Activities:
1. List every chapter-and-verse reference that appears in parentheses in the passage on Habakkuk below.
2. According to the passage on Habakkuk below, what will God do to the Babylonians?

Provided text:

-.-.-

Habakkuk protests the justice of punishing a wicked people with a people even more wicked (1:12–2:1). The prophet waits for God’s answer by saying he will… “look out to see what [God] will say to me, and what I will answer concerning my complaint” (2:1). The prophet is preparing a rebuttal for whatever answer God gives. However, when God responds, Habakkuk is again silenced: God will punish the Babylonians (Chaldeans) in due course and bring destruction to their home in Babylon (2:2–20). He assures the prophet, “The Lord is in His holy temple; let all the earth keep silence before Him” (2:20). That includes Habakkuk and his plans for rebuttal!

Submission and Joy: Habakkuk marvels at the plans and justice of God, and he concedes that he has been duly silenced: “I will quietly wait for the day of trouble to come upon people who invade us” (3:16). He pleads that God will “in wrath remember mercy” for His people (3:2).

-.-.-

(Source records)
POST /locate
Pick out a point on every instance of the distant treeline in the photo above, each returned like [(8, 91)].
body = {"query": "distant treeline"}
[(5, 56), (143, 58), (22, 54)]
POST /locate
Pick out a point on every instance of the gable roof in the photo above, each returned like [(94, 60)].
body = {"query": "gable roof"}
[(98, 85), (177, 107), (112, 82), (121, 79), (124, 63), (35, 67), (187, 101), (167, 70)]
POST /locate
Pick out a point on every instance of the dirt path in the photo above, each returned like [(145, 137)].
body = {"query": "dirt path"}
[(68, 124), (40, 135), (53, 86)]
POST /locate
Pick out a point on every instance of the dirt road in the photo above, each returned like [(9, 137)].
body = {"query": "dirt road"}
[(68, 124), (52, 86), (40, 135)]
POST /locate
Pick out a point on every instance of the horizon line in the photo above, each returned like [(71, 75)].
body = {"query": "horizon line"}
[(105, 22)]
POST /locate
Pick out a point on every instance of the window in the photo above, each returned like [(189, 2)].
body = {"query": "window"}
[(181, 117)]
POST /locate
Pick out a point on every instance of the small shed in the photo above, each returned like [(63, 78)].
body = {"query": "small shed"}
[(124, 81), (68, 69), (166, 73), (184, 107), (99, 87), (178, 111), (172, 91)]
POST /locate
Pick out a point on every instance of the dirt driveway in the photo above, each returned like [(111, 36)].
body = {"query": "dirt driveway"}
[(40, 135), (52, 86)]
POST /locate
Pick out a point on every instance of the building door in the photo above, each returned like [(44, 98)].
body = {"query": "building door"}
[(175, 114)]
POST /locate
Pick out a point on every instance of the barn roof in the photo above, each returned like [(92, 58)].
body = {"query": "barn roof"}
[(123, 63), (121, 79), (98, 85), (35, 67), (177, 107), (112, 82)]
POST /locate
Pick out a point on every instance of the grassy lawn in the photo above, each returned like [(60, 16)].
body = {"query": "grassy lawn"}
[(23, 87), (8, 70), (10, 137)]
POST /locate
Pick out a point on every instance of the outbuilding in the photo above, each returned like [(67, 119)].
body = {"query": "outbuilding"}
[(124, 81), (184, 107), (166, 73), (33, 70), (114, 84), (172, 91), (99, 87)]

-.-.-

Task results:
1.
1:12–2:1
2:1
2:2–20
2:20
3:16
3:2

2. God will punish them in due course and bring destruction to their home in Babylon.